- _PROBLEM SET_:
a) In the article on the Tokyo visa crackdown, what is the estimated number of undocumented foreigners in Japan?
b) From the article on the Tokyo visa crackdown, retype the passage that begins at the words "They believe that" and stops after "Friday’s news conference.".

- _DOCUMENT EXCERPT_:
↓↓↓
Immigration authorities, police and the Tokyo Metropolitan Government said Friday they will take joint action to halve the number of foreigners without visas in the capital within five years.

The Justice Ministry’s Immigration Bureau, the bureau’s Tokyo branch, the metropolitan government and the Metropolitan Police Department issued a joint statement saying they would cooperate more closely toward this goal.

They believe that half of the estimated 250,000 undocumented foreigners in Japan live or work in Tokyo.

“An increasing number of visaless foreigners engage in serious crimes, and it is pointed out that the problem is closely linked to organized crime by foreigners,” Justice Minister Daizo Nozawa asserted during Friday’s news conference.

“Solving the problem of illegal residents is a pending task for regaining public safety in Japan,” he figured, adding that closer cooperation by administrative, police and immigration authorities will be a touchstone for the country’s immigration policy in the future.

According to the statement, immigration officers and police will regularly conduct joint operations aimed at finding visa violators or illegal entrants. At present, such sweeps are only conducted in occasional crackdowns.

Police will play an expanded role in tracking down foreigners without visas. When they identify anyone who has entered Japan illegally or engaged in other immigration-related offenses, police will keep them in custody and hand them over to immigration authorities, the statement says.
↑↑↑
- _SUPPLIED RECORDS_:
↓↓↓
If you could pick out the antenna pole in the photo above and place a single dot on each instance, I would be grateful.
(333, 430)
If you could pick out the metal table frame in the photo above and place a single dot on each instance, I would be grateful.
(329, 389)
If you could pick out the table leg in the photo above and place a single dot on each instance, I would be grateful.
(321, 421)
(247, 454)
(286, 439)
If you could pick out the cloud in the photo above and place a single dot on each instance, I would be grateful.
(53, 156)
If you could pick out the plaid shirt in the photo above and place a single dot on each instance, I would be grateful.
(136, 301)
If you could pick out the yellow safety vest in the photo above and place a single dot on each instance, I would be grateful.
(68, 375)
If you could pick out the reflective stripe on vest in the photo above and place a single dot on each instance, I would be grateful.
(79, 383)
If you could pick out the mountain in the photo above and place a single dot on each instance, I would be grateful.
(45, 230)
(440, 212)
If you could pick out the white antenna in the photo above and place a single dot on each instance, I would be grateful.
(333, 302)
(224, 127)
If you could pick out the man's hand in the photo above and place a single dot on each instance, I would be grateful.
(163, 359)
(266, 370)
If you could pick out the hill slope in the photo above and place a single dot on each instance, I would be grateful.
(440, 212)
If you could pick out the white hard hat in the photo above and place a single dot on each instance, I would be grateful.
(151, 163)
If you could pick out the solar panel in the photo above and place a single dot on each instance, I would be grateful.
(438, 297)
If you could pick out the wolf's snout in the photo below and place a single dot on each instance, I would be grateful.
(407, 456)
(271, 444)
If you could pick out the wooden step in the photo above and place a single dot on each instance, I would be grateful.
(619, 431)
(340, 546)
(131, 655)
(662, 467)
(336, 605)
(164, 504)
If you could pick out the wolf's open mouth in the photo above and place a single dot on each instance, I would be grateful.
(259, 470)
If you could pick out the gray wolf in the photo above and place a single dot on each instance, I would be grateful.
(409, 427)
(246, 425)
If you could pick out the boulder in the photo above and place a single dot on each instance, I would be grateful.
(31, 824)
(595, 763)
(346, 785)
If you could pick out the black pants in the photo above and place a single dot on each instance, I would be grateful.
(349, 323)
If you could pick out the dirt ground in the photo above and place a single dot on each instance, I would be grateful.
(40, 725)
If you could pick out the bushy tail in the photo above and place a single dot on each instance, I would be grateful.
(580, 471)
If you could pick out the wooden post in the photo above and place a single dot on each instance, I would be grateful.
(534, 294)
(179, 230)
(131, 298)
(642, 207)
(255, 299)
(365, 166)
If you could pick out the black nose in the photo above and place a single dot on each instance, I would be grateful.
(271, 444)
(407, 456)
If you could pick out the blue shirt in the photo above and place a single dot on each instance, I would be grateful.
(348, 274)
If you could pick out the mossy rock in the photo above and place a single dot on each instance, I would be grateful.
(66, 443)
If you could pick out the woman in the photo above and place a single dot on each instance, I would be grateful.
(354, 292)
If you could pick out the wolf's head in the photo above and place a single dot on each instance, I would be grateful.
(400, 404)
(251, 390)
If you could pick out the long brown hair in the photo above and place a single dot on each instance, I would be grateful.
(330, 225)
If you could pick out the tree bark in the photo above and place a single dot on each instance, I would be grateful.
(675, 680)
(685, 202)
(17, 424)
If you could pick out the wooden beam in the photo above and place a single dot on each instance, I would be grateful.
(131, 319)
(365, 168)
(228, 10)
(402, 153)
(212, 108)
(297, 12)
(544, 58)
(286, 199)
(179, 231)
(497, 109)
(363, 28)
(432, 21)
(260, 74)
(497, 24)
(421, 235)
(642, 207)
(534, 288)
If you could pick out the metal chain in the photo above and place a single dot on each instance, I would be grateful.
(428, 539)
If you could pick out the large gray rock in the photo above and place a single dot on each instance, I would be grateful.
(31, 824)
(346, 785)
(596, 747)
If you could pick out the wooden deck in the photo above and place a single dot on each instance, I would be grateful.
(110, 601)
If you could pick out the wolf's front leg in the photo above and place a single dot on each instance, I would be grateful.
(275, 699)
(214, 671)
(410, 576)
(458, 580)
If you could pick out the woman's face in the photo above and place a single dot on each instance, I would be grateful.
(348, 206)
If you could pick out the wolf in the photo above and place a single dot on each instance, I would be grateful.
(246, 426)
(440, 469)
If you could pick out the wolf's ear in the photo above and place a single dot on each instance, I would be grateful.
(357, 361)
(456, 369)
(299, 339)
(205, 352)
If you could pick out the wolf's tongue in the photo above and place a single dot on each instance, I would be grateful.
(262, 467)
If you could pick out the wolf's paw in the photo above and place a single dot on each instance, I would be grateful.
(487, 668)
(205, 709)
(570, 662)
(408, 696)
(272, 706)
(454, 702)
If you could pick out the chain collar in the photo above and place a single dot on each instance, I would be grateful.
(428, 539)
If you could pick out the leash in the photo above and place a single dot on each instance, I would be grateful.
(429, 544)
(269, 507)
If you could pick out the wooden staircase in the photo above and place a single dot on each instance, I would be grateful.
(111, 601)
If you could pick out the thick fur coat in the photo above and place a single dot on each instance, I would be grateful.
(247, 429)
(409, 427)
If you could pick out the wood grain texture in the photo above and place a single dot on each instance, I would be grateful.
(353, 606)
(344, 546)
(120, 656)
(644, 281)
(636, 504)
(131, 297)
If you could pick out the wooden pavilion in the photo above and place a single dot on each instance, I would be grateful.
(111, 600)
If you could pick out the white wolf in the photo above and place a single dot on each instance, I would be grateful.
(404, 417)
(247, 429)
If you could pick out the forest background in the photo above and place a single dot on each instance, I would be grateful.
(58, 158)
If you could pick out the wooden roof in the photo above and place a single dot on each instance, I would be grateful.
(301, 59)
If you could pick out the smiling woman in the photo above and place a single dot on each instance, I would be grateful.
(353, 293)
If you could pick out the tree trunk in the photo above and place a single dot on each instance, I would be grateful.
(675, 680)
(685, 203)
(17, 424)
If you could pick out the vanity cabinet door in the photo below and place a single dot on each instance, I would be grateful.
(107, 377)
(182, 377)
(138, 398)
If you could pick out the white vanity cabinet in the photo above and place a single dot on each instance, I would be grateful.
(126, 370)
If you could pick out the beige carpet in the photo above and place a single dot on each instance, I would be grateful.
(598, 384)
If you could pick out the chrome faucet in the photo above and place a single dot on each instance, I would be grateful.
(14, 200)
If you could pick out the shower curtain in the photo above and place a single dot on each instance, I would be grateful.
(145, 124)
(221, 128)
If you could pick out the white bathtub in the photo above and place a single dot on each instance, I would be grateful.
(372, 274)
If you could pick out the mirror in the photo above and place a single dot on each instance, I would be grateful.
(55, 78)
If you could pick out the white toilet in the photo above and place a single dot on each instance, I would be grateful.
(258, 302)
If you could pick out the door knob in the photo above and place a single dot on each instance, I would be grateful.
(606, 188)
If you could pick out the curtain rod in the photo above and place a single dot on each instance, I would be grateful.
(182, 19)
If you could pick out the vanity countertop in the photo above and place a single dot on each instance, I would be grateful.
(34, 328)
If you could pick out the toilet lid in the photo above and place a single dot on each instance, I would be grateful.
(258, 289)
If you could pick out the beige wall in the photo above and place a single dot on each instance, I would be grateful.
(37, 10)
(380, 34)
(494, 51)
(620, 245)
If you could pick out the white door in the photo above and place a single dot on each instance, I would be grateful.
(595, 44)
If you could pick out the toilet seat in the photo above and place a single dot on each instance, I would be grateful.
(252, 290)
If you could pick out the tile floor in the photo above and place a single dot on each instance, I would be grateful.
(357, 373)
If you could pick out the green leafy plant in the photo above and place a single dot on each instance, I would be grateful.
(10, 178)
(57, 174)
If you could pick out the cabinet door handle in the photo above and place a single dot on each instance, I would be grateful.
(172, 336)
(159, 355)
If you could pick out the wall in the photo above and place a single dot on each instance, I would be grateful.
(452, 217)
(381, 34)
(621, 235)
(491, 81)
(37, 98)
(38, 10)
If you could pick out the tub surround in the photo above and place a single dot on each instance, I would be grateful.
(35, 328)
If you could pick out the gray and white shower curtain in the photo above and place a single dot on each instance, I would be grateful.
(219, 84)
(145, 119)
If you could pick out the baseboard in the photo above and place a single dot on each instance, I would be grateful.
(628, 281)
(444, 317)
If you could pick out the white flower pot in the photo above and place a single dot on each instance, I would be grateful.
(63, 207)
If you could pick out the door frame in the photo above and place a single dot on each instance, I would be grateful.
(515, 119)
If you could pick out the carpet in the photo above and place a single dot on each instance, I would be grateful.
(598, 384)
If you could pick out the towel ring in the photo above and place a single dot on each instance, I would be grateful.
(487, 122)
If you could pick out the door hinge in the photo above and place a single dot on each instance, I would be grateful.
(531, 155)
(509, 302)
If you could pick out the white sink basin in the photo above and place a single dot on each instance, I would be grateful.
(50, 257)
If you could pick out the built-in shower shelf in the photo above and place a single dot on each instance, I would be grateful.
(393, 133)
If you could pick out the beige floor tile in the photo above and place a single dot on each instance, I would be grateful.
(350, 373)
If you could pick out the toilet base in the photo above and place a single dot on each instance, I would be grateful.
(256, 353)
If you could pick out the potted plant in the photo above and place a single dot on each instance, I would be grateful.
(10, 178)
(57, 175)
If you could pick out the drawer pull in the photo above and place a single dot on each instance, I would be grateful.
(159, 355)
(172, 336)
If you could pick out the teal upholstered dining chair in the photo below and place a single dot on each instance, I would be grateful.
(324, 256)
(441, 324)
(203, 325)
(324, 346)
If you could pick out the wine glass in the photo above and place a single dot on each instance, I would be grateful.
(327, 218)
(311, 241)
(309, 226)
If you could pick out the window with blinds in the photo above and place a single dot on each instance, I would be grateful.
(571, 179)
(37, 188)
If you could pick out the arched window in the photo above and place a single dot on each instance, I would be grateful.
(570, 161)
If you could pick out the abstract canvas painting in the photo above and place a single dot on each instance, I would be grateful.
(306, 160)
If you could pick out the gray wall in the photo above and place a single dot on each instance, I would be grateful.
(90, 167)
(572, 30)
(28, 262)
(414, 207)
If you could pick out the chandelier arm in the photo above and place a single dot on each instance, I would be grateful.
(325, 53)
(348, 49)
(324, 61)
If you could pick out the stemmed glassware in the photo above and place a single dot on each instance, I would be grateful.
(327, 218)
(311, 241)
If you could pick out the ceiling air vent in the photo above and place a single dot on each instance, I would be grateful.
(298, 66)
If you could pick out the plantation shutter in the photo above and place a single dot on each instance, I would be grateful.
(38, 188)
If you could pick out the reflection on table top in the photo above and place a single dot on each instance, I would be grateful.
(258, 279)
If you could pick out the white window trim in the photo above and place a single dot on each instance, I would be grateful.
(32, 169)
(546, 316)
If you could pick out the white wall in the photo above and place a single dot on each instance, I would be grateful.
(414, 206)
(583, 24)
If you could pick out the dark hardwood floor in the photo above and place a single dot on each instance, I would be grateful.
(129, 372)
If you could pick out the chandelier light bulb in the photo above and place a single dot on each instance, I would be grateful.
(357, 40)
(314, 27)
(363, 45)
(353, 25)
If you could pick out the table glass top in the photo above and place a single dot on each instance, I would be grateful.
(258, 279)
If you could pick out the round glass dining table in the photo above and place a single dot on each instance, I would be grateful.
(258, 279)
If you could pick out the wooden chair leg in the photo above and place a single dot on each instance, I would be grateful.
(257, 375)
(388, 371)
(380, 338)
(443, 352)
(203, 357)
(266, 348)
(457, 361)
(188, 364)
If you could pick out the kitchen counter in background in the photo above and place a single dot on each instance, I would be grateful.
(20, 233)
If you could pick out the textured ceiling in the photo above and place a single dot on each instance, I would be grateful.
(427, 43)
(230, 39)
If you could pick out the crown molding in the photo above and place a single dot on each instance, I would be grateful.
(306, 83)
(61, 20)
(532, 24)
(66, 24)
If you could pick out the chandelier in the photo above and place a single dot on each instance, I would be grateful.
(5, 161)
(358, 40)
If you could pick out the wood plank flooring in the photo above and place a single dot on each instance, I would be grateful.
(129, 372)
↑↑↑
- _SOLUTIONS TO THE PROBLEMS_:
a) About 250,000.

b)
They believe that half of the estimated 250,000 undocumented foreigners in Japan live or work in Tokyo.

“An increasing number of visaless foreigners engage in serious crimes, and it is pointed out that the problem is closely linked to organized crime by foreigners,” Justice Minister Daizo Nozawa asserted during Friday’s news conference.